#### WHAT THE TASK ASKS
Every entry must be transcribed exactly. Pictures are not part of the copy.

------ SOURCE DATA

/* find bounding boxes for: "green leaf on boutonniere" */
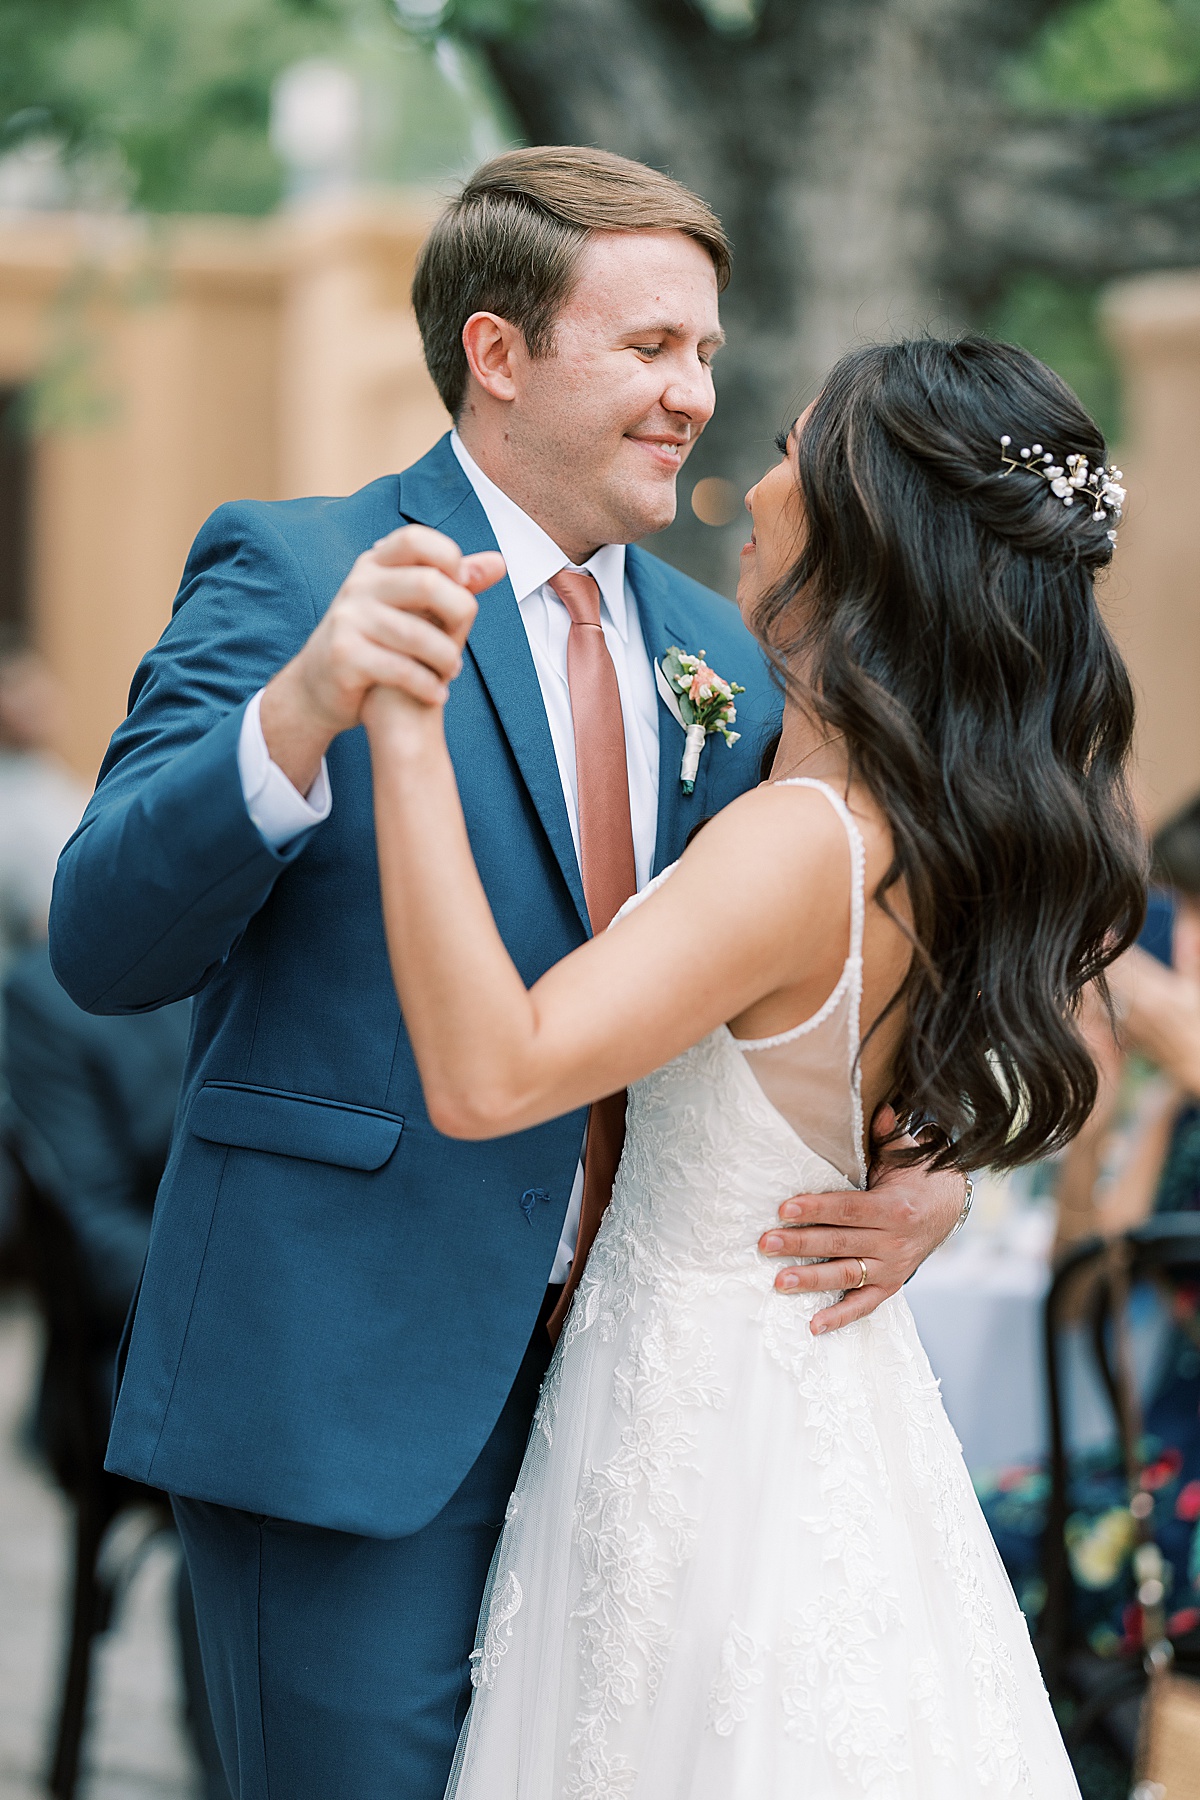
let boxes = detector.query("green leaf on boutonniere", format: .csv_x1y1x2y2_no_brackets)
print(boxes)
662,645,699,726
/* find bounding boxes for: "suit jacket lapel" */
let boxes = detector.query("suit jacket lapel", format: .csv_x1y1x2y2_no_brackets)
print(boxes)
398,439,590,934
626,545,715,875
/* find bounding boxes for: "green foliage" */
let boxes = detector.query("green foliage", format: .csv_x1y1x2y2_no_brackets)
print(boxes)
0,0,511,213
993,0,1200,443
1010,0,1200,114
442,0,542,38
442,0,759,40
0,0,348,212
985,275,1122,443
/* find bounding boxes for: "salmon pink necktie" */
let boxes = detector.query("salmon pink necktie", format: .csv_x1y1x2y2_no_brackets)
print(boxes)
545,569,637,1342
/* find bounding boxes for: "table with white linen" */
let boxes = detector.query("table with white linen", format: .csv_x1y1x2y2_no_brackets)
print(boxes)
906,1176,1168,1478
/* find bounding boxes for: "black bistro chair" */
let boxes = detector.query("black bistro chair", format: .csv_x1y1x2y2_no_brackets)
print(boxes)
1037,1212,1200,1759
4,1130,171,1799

------------

#### RESPONSE TO THIS TASK
/* find bounding boxes for: "green leaf on boutonniere" */
let boxes = detector.query("green leaf on boutonniere", format: .csv_x1y1x2y2_no_brackets)
print(boxes)
662,645,699,726
/* find bounding boxes for: "suit jacket lapel" */
let boxes = detector.query("suit jacket lapel", format: .csv_x1y1x2y2_no_brackets)
print(boxes)
398,439,590,934
626,545,715,875
/* find bounding boxes for: "green foliage" */
let boxes = detector.query("green foliage", format: .csv_x1y1x2y2_no_brackets)
print(boxes)
0,0,511,213
993,0,1200,443
1010,0,1200,114
442,0,542,38
442,0,759,40
0,0,348,212
985,275,1122,443
/* find bounding boxes for: "salmon pink necktie" */
let boxes = detector.query("salmon pink necktie", format: .csv_x1y1x2y2_no_brackets)
print(boxes)
545,569,637,1342
/* find bounding boxes for: "table with white linen" */
let boxes = detector.query("table with white linen", format: .csv_x1y1x2y2_no_brackets)
print(boxes)
906,1176,1168,1478
/* find bounding boxes for: "black bistro chair" */
let boxes = detector.query("black bistro chair", format: .csv_x1y1x2y2_no_brackets)
print(boxes)
1037,1212,1200,1759
4,1130,171,1799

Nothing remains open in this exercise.